● **What to do**
1. Rewrite the Venezuela dollar article from "Longstanding sanctions policies" up to and including "to the dollar.", putting "U.S. government" in place of "White House".
2. Write the next part of the news article about Venezuela's plan to drop the U.S. dollar, starting after its final sentence.
(Beginning of Text segment)
Venezuela Plans To Abandon U.S. Dollar To Free Economy From Sanctions

sanction venezuela
Illustration by Nathaniel St. Clair

Venezuela is planning to shift away from the U.S. dollar in cross-border transactions, President Nicolas Maduro said earlier this week, claiming that the measure would help the Bolivarian Republic to free its economy.

Maduro said on Tuesday in an interview with local media: this is the path of Venezuela and the path of a fee economy where currencies are not used to punish countries and impose sanctions.”

Venezuela is the latest country to publicly share plans to reduce its reliance on the U.S. dollar. Similar measures have recently been announced by Argentina, Brazil and Iraq. Meanwhile, the BRICS group of nations is considering the introduction of a new reserve currency to replace the dollar.

Venezuela is ranked among the world’s five most-sanctioned nations. The South American country has suffered one of the largest economic contractions in history. Last year, Washington allowed U.S. energy major Chevron to resume limited oil production in the country, but the majority of sanctions remain in place and continue to weigh on the Venezuelan economy.

Longstanding sanctions policies pursued by the White House, along with rising inflation in the U.S., have forced multiple countries around the world to start looking for alternatives to the dollar.

Earlier this month, Argentinian President Alberto Fernandez and his Brazilian counterpart, Luiz Inacio Lula da Silva, agreed to develop a framework for using national currencies in mutual transactions.

Last month, Argentina confirmed settlements for Chinese imports in yuan rather than U.S. dollars in an attempt to safeguard the nation’s decreasing reserves. In March, China and Brazil agreed to abandon the greenback in their bilateral transactions in a bid to reduce investment costs and develop economic ties between the two countries. In February, Iraq’s central bank said it would allow commerce with China to be settled directly in yuan for the first time.
(End of Text segment)
(Beginning of Extracted entries)
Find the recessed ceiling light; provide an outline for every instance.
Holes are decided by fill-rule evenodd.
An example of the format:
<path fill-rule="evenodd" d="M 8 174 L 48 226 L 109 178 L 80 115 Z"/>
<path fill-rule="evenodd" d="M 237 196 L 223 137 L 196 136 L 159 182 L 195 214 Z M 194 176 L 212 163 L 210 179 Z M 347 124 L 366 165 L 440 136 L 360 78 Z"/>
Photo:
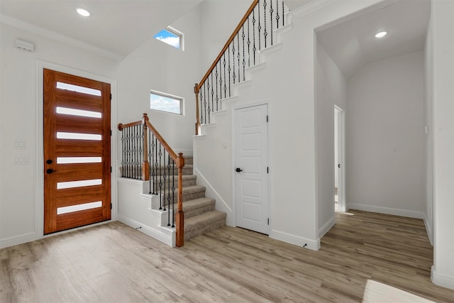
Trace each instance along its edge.
<path fill-rule="evenodd" d="M 380 33 L 377 33 L 375 34 L 375 38 L 382 38 L 382 37 L 384 37 L 386 35 L 386 34 L 388 33 L 387 31 L 381 31 Z"/>
<path fill-rule="evenodd" d="M 76 11 L 80 16 L 83 16 L 84 17 L 89 17 L 91 15 L 89 11 L 88 11 L 85 9 L 81 9 L 80 7 L 78 7 L 77 9 L 76 9 Z"/>

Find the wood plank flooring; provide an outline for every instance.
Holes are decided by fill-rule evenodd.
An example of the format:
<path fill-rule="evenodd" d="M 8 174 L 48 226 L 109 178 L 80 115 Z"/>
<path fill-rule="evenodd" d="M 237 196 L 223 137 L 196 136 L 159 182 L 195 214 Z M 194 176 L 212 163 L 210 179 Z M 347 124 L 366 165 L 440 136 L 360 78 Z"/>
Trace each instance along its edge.
<path fill-rule="evenodd" d="M 0 302 L 454 302 L 423 221 L 350 211 L 313 251 L 224 227 L 171 248 L 112 222 L 0 250 Z"/>

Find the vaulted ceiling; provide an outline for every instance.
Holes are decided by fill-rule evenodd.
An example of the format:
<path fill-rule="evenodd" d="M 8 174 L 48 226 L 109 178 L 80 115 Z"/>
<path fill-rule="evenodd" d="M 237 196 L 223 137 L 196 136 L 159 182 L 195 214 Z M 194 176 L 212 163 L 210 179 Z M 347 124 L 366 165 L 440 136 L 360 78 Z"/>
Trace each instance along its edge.
<path fill-rule="evenodd" d="M 423 50 L 430 9 L 428 0 L 384 2 L 318 31 L 317 40 L 348 78 L 369 62 Z"/>
<path fill-rule="evenodd" d="M 6 23 L 51 31 L 121 58 L 202 0 L 1 0 Z M 82 17 L 82 7 L 92 13 Z"/>

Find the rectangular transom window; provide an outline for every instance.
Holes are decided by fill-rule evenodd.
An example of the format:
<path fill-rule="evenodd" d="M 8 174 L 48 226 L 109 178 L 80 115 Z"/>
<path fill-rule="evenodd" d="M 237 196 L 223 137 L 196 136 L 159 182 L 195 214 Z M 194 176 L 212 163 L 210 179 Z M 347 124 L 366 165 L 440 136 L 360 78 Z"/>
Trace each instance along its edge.
<path fill-rule="evenodd" d="M 153 38 L 175 48 L 184 50 L 183 34 L 170 26 L 160 31 Z"/>
<path fill-rule="evenodd" d="M 150 92 L 150 108 L 155 111 L 182 115 L 184 101 L 181 97 L 153 90 Z"/>

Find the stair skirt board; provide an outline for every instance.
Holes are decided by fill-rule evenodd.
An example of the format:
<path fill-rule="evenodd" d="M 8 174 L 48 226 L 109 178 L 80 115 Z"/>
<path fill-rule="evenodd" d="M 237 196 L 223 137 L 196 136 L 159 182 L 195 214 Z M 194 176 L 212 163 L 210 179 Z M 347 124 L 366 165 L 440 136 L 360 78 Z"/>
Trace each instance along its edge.
<path fill-rule="evenodd" d="M 162 226 L 148 226 L 122 215 L 118 215 L 118 221 L 167 245 L 175 247 L 176 232 L 175 228 L 168 228 Z"/>

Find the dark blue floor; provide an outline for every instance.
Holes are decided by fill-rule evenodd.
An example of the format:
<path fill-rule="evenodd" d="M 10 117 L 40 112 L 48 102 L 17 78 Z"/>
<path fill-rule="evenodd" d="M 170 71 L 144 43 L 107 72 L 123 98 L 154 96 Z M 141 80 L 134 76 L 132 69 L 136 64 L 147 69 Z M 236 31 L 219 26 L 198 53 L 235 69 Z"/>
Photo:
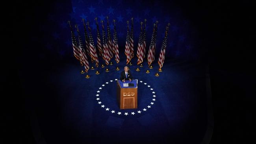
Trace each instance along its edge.
<path fill-rule="evenodd" d="M 120 110 L 115 79 L 119 78 L 125 60 L 121 59 L 119 64 L 119 71 L 115 70 L 117 64 L 112 61 L 114 65 L 108 66 L 109 72 L 104 71 L 106 67 L 90 70 L 88 79 L 85 74 L 80 73 L 82 67 L 75 61 L 45 74 L 47 88 L 42 88 L 45 90 L 42 92 L 48 94 L 37 99 L 35 111 L 47 144 L 201 142 L 207 121 L 203 65 L 167 61 L 158 77 L 154 76 L 158 68 L 156 62 L 153 69 L 144 62 L 139 72 L 135 70 L 137 65 L 130 66 L 134 79 L 138 80 L 138 109 Z M 147 69 L 150 73 L 145 72 Z M 99 75 L 95 74 L 96 70 Z"/>

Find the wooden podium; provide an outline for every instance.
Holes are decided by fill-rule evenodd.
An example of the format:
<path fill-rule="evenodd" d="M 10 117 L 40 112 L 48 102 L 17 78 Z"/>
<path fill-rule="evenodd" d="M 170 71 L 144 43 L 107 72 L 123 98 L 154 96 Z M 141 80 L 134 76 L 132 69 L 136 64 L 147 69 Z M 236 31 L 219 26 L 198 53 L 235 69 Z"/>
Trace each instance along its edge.
<path fill-rule="evenodd" d="M 137 109 L 137 92 L 138 80 L 131 81 L 126 80 L 123 82 L 118 80 L 117 99 L 120 109 Z M 133 83 L 133 87 L 124 87 L 124 83 Z"/>

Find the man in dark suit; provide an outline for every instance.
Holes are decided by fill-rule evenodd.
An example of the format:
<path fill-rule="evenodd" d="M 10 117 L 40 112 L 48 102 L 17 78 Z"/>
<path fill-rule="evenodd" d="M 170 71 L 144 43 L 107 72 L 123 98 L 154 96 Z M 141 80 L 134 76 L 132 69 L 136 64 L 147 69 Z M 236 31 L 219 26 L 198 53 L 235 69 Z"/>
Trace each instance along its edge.
<path fill-rule="evenodd" d="M 132 80 L 132 73 L 130 70 L 128 70 L 128 67 L 124 66 L 124 71 L 121 72 L 121 76 L 120 77 L 120 80 L 122 82 L 125 82 L 126 80 L 129 80 L 130 81 Z"/>

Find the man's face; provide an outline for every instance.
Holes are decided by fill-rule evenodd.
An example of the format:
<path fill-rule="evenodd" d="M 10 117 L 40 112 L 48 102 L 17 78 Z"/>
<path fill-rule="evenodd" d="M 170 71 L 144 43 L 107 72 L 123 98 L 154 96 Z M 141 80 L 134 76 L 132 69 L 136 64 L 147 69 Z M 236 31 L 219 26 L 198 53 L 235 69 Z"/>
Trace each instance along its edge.
<path fill-rule="evenodd" d="M 125 68 L 124 68 L 124 71 L 125 71 L 125 72 L 128 72 L 128 68 L 127 68 L 126 67 Z"/>

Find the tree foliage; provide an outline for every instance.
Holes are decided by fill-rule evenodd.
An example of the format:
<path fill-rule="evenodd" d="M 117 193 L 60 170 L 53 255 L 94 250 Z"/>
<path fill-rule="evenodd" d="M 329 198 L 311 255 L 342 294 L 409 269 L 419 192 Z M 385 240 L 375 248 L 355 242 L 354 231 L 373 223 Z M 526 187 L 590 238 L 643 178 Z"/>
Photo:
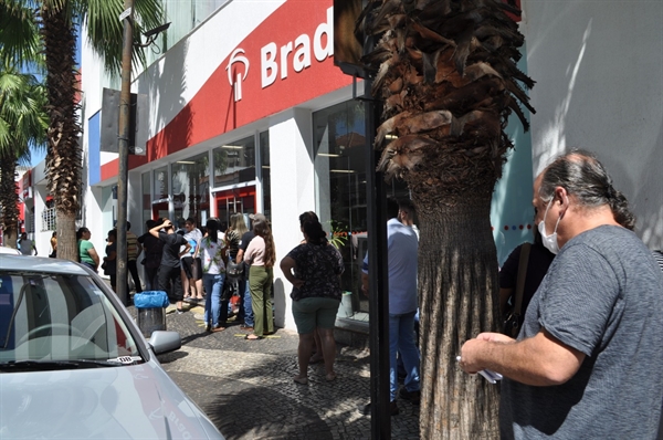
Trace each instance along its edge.
<path fill-rule="evenodd" d="M 422 439 L 497 438 L 497 391 L 463 374 L 467 338 L 496 329 L 497 259 L 491 197 L 513 147 L 504 133 L 524 87 L 524 38 L 493 0 L 373 0 L 357 35 L 377 39 L 362 57 L 383 102 L 378 171 L 407 181 L 421 220 Z"/>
(End of Extracted entries)
● **Responses by item number**
1.
Longstanding sanctions policies pursued by the U.S. government, along with rising inflation in the U.S., have forced multiple countries around the world to start looking for alternatives to the dollar.

2.
Earlier this year, the yuan overtook the US dollar in China’s international trade transactions.

Dollar Being Gradually Abandoned, Says IMF Chief

An earlier media report said:

The managing director of the International Monetary Fund (IMF) has said the U.S. dollar is gradually losing its status as the world’s main reserve currency.

Speaking on Monday, Kristalina Georgieva noted that there is no viable alternative among global currencies to replace the greenback in the near future.

“There have been gradual shift away from the dollar, it was 70% of reserves, now it is slightly under 60%,” Georgieva stated at the 2023 Milken Institute Global Conference in Beverly Hills, California.

According to the IMF chief, the euro can be viewed as the biggest competitor to the U.S. dollar, while the British pound, the Japanese yen and the Chinese yuan “play a very modest role.”

She stressed that the leading factor for trust in the currency of this or that country is the strength of its economy and the depth of its capital markets.

Georgieva highlighted the major shocks of the past few years – the Covid pandemic, the Russia-Ukraine conflict and the spike in interest rates after years of loose monetary policy – calling them “a series of unthinkable events.”

She explained that the rapid transition from low to high interest rates has exposed vulnerabilities in the financial sector, and that the high exposure of the U.S. banking sector to the crisis has come as a surprise to IMF analysts.